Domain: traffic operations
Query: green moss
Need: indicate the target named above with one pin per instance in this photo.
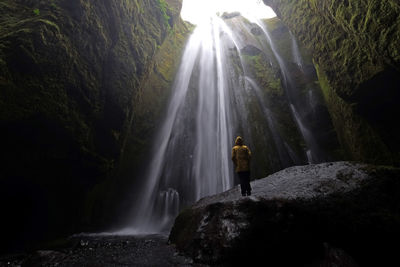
(355, 135)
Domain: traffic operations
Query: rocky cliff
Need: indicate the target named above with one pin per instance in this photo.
(71, 72)
(355, 45)
(331, 214)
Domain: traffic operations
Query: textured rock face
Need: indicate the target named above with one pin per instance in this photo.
(355, 45)
(70, 75)
(298, 216)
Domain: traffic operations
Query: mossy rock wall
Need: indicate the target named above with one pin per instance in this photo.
(355, 43)
(71, 73)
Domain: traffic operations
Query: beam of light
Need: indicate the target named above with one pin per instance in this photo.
(196, 11)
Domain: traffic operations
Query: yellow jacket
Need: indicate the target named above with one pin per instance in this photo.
(241, 156)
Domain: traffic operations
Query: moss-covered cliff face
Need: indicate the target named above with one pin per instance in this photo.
(70, 75)
(355, 45)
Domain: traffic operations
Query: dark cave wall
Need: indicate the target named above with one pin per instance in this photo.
(71, 73)
(355, 45)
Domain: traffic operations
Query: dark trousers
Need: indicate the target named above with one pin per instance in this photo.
(245, 183)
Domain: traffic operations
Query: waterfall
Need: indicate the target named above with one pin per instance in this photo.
(208, 108)
(296, 52)
(313, 152)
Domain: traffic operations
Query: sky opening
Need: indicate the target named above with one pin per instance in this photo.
(196, 11)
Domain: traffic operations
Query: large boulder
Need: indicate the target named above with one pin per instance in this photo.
(316, 215)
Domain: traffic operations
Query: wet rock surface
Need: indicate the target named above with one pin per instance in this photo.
(85, 250)
(330, 214)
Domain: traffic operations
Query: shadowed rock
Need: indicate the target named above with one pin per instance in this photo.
(315, 215)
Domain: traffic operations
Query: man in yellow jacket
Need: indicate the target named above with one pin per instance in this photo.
(241, 159)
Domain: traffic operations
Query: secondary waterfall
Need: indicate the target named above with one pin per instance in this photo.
(208, 108)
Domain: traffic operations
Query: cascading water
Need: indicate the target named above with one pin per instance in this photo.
(296, 52)
(207, 109)
(313, 152)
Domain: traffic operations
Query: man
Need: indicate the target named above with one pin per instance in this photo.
(241, 159)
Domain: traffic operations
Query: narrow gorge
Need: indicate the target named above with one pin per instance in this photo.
(117, 120)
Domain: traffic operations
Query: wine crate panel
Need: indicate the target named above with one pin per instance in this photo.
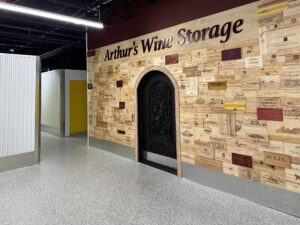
(238, 89)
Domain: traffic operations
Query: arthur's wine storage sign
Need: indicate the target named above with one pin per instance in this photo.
(238, 76)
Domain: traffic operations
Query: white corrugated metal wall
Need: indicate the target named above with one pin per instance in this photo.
(17, 104)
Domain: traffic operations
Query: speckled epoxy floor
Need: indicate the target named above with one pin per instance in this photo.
(76, 185)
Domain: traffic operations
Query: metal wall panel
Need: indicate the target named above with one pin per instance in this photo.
(51, 98)
(18, 83)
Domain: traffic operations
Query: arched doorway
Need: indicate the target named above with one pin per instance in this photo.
(157, 122)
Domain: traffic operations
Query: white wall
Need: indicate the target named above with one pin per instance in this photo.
(18, 83)
(51, 98)
(71, 75)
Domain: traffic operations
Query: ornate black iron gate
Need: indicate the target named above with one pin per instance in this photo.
(157, 124)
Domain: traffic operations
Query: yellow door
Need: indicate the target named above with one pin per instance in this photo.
(78, 106)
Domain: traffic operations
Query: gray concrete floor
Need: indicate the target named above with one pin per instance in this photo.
(78, 185)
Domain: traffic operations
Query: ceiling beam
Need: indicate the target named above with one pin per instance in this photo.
(28, 29)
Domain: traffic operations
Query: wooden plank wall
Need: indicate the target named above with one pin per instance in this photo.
(239, 100)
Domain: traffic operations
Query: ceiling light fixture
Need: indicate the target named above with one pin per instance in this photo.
(49, 15)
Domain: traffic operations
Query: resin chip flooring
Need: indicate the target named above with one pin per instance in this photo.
(77, 185)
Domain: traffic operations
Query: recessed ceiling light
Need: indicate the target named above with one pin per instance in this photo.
(49, 15)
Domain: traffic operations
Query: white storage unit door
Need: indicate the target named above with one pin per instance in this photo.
(18, 83)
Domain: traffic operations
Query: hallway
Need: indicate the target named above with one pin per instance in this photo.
(77, 185)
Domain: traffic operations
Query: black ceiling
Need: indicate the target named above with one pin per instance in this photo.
(36, 36)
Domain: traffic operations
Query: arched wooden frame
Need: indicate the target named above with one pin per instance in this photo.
(176, 88)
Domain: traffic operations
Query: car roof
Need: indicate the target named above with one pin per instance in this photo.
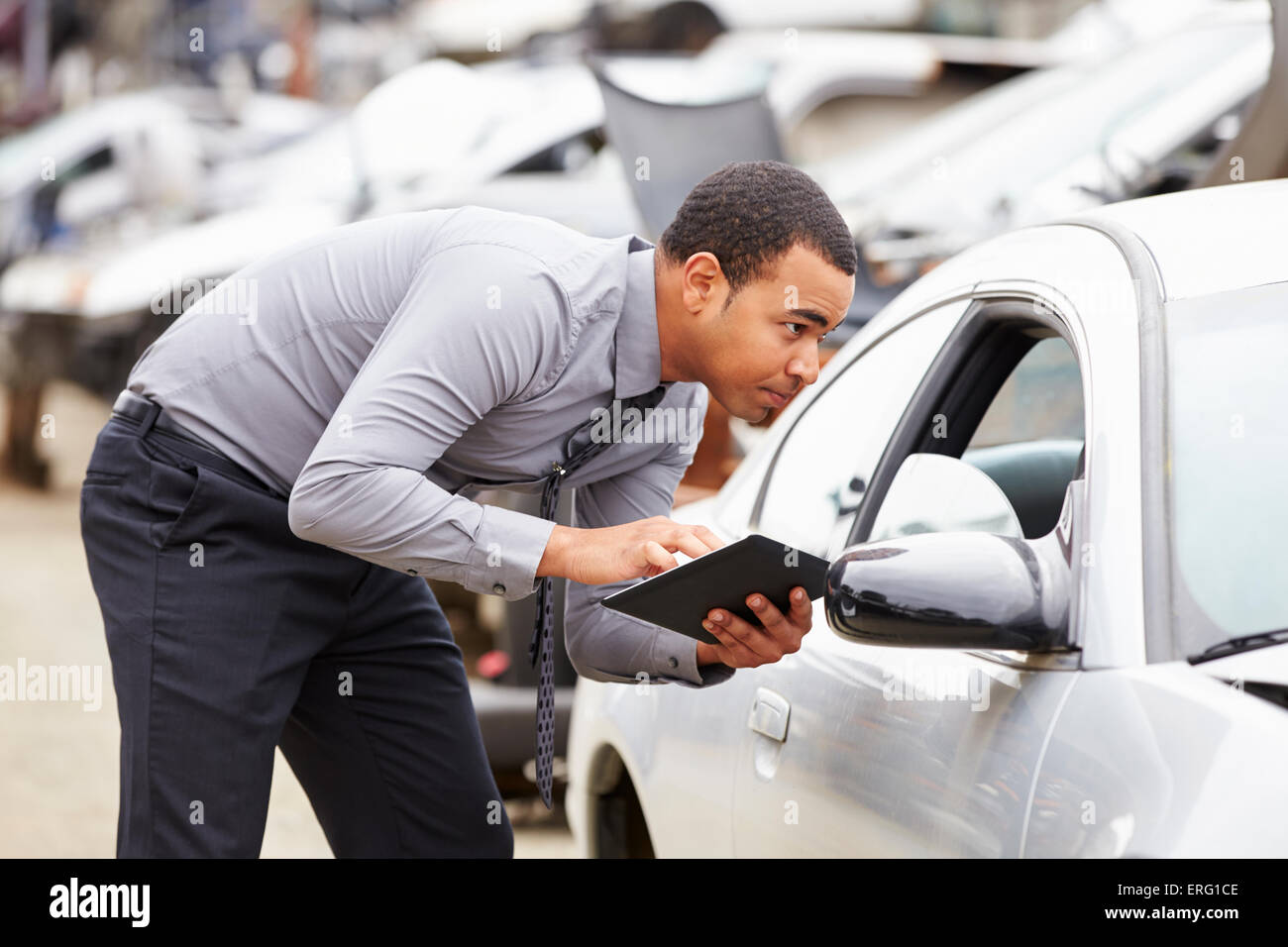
(1209, 240)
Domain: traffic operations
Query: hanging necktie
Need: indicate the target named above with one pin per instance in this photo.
(542, 633)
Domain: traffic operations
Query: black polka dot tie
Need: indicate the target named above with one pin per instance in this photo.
(541, 646)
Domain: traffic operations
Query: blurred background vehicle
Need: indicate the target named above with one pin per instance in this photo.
(151, 149)
(1021, 605)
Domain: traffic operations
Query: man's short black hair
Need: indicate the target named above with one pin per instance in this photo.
(750, 213)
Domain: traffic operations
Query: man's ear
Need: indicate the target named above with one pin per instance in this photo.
(700, 281)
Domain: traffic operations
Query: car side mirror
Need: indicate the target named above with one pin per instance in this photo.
(932, 492)
(965, 590)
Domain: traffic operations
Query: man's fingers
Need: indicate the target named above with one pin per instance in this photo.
(707, 538)
(690, 544)
(773, 620)
(748, 635)
(658, 558)
(802, 609)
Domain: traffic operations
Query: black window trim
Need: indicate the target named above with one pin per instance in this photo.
(965, 344)
(759, 502)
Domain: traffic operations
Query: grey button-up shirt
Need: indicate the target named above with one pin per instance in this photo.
(386, 371)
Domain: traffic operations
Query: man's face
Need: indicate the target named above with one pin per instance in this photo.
(764, 342)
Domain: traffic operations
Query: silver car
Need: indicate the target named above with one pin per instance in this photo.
(1048, 479)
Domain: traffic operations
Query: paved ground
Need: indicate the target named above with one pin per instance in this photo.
(58, 761)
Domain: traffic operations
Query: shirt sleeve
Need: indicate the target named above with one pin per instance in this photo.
(608, 646)
(477, 328)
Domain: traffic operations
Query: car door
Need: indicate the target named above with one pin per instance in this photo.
(872, 750)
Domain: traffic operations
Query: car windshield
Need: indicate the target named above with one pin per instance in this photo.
(1225, 463)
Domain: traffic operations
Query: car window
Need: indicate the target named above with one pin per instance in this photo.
(1028, 440)
(1041, 398)
(1224, 464)
(828, 457)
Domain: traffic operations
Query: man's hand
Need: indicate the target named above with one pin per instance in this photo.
(614, 553)
(750, 646)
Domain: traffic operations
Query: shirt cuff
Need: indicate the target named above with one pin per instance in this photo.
(683, 651)
(507, 548)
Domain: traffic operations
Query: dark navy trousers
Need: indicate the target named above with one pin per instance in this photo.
(230, 637)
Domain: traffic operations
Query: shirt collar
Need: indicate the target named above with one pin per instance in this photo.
(638, 368)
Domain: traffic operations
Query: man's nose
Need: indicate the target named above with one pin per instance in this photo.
(805, 368)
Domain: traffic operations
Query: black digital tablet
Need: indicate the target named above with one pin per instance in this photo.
(724, 578)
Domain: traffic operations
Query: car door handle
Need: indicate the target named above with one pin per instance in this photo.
(769, 712)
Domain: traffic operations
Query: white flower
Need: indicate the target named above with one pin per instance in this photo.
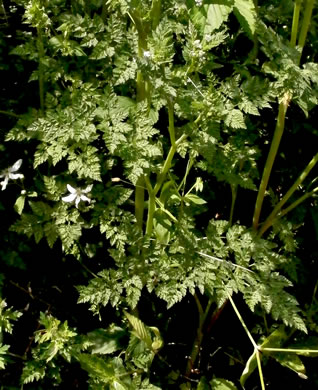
(9, 174)
(147, 54)
(77, 194)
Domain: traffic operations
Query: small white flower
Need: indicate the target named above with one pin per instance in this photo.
(9, 174)
(147, 54)
(77, 194)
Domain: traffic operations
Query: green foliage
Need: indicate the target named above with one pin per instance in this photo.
(142, 154)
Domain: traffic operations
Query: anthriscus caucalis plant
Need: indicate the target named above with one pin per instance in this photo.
(150, 135)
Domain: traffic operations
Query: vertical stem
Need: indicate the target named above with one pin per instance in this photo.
(259, 364)
(139, 202)
(305, 23)
(104, 10)
(40, 69)
(289, 193)
(297, 8)
(141, 95)
(234, 188)
(280, 125)
(199, 336)
(155, 13)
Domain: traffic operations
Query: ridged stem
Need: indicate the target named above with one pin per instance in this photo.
(270, 219)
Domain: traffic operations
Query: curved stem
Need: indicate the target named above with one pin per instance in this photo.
(199, 336)
(305, 23)
(297, 8)
(270, 219)
(280, 125)
(41, 70)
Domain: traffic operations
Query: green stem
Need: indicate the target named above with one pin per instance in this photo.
(280, 125)
(41, 70)
(295, 24)
(141, 95)
(199, 336)
(9, 114)
(289, 193)
(171, 123)
(289, 350)
(139, 202)
(167, 164)
(260, 371)
(234, 196)
(305, 23)
(155, 13)
(104, 10)
(242, 322)
(151, 206)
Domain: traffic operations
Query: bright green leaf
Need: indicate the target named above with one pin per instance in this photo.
(222, 384)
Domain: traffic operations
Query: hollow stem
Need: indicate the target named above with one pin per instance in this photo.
(305, 23)
(234, 189)
(260, 371)
(280, 125)
(199, 335)
(270, 219)
(295, 24)
(40, 69)
(8, 113)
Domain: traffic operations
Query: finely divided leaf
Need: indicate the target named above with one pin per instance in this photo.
(245, 12)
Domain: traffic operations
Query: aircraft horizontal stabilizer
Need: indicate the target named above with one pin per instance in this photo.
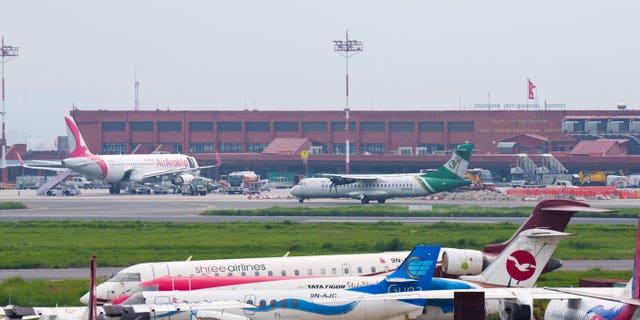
(570, 208)
(582, 293)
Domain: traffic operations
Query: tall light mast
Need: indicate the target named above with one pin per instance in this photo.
(347, 49)
(6, 53)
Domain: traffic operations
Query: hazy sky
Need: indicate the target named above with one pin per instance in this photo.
(278, 55)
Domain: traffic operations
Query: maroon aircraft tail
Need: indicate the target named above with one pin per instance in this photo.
(549, 214)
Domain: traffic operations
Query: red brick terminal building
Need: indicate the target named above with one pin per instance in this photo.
(380, 141)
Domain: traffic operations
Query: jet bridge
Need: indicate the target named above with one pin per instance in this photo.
(51, 183)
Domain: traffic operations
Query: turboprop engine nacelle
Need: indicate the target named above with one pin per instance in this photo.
(183, 179)
(461, 262)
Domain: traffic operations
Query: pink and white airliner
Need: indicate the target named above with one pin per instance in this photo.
(120, 169)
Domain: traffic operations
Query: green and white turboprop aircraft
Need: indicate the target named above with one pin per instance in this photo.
(380, 187)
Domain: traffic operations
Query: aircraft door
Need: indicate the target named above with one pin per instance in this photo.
(160, 270)
(346, 269)
(162, 300)
(250, 299)
(192, 163)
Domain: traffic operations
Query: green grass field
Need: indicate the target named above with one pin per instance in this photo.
(386, 210)
(31, 244)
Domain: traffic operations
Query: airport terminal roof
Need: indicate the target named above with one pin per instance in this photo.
(599, 147)
(287, 146)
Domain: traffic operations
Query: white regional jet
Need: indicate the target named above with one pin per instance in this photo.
(600, 305)
(414, 274)
(380, 187)
(119, 169)
(518, 266)
(551, 214)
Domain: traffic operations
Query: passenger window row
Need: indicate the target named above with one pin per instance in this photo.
(309, 272)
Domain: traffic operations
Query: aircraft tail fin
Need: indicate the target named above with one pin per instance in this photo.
(20, 159)
(76, 142)
(635, 280)
(522, 262)
(91, 312)
(415, 273)
(549, 214)
(456, 167)
(218, 160)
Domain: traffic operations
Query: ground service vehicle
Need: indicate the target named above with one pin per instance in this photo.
(481, 179)
(240, 181)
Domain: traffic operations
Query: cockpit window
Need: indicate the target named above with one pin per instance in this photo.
(192, 162)
(137, 289)
(126, 277)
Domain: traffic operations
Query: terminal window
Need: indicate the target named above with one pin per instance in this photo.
(201, 147)
(431, 126)
(230, 147)
(169, 126)
(337, 126)
(141, 125)
(201, 126)
(373, 148)
(401, 126)
(256, 147)
(460, 126)
(372, 126)
(229, 126)
(314, 126)
(113, 126)
(114, 148)
(281, 126)
(254, 126)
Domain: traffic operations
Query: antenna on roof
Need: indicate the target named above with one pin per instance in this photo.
(136, 88)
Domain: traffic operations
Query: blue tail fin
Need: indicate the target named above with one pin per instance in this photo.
(414, 273)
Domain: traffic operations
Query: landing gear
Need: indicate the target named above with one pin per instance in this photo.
(114, 188)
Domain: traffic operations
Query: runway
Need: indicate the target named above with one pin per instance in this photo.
(99, 205)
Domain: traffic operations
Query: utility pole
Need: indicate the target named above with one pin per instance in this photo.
(347, 49)
(7, 53)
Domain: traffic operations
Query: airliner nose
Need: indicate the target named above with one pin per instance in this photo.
(85, 299)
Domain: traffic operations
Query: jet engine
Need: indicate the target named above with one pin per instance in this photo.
(461, 262)
(183, 179)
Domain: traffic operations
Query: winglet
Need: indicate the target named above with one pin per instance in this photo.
(76, 142)
(414, 274)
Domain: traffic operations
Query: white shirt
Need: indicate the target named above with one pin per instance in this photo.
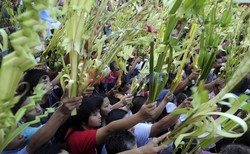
(142, 133)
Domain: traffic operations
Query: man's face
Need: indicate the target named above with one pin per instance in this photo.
(31, 115)
(16, 143)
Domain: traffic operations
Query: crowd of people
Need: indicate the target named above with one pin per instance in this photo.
(109, 118)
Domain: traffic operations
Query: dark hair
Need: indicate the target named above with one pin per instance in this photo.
(171, 78)
(19, 104)
(112, 65)
(242, 86)
(138, 101)
(89, 105)
(180, 97)
(52, 148)
(113, 100)
(119, 141)
(115, 114)
(32, 77)
(235, 148)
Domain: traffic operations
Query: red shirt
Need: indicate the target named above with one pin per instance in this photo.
(82, 142)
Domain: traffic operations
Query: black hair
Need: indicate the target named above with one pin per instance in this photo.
(120, 141)
(171, 78)
(52, 148)
(113, 100)
(112, 65)
(89, 105)
(180, 98)
(242, 86)
(115, 114)
(138, 101)
(235, 148)
(19, 104)
(32, 77)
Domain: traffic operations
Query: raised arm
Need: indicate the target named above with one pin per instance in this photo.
(168, 121)
(162, 106)
(151, 148)
(57, 119)
(182, 85)
(145, 113)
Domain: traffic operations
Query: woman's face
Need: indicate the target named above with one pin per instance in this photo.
(106, 107)
(47, 84)
(31, 115)
(95, 120)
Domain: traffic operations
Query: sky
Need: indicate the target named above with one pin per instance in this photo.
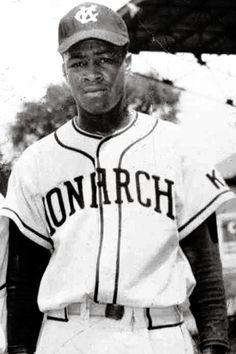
(29, 62)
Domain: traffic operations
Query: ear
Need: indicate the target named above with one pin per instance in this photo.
(64, 71)
(127, 62)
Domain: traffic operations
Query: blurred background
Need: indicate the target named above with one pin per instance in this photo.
(183, 70)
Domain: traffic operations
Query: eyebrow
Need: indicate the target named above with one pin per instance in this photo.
(78, 54)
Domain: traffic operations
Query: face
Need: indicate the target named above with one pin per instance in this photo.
(95, 71)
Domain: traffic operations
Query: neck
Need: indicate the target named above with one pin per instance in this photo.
(105, 123)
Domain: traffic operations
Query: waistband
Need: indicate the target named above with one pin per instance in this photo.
(154, 317)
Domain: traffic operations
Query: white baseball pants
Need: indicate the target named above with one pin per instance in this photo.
(84, 334)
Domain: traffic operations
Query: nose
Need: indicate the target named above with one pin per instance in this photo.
(93, 74)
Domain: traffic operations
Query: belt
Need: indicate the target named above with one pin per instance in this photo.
(155, 317)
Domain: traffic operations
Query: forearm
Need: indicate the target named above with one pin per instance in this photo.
(26, 264)
(207, 301)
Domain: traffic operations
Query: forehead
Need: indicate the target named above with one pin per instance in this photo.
(91, 46)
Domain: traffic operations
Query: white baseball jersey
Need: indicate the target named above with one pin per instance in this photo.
(112, 211)
(4, 234)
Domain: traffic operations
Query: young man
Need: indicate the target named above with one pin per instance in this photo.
(105, 213)
(3, 267)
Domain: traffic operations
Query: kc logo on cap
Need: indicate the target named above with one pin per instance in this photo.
(87, 14)
(91, 21)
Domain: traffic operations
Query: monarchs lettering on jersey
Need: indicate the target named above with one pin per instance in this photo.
(62, 202)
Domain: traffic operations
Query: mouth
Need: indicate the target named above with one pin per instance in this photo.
(95, 92)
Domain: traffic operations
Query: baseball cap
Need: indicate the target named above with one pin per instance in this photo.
(91, 20)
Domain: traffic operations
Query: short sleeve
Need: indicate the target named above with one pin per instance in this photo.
(24, 203)
(202, 191)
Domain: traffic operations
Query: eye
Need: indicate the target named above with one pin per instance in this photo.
(77, 64)
(105, 60)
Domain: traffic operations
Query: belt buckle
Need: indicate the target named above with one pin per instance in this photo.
(115, 312)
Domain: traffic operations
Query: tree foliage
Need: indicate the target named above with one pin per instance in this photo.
(37, 119)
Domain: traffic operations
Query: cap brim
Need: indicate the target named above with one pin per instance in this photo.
(109, 37)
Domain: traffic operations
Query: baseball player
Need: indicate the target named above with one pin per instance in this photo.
(112, 219)
(3, 266)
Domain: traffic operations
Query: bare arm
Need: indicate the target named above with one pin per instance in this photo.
(26, 265)
(207, 301)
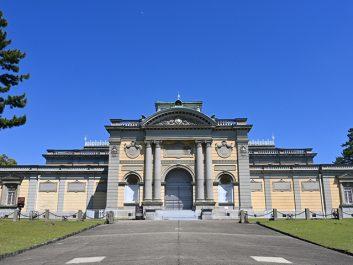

========

Pictures in the material above should be skipped; print exactly the lines from the one with "Query: hallway" through the one with "Query: hanging necktie".

Query: hallway
Need: indicate the target named above with one pin per instance in this photo.
(77, 185)
Domain: traffic operations
Query: black ceiling
Need: indicate the target named above with one pin per instance in this photo.
(36, 36)
Domain: traffic operations
Query: arched wooden frame
Need: indicate the target named above with one pin per instance in this photo.
(176, 88)
Domain: traffic operations
Query: car roof
Need: indicate the target named above with one pin per instance in this photo.
(1209, 240)
Domain: traffic operations
Query: hanging necktie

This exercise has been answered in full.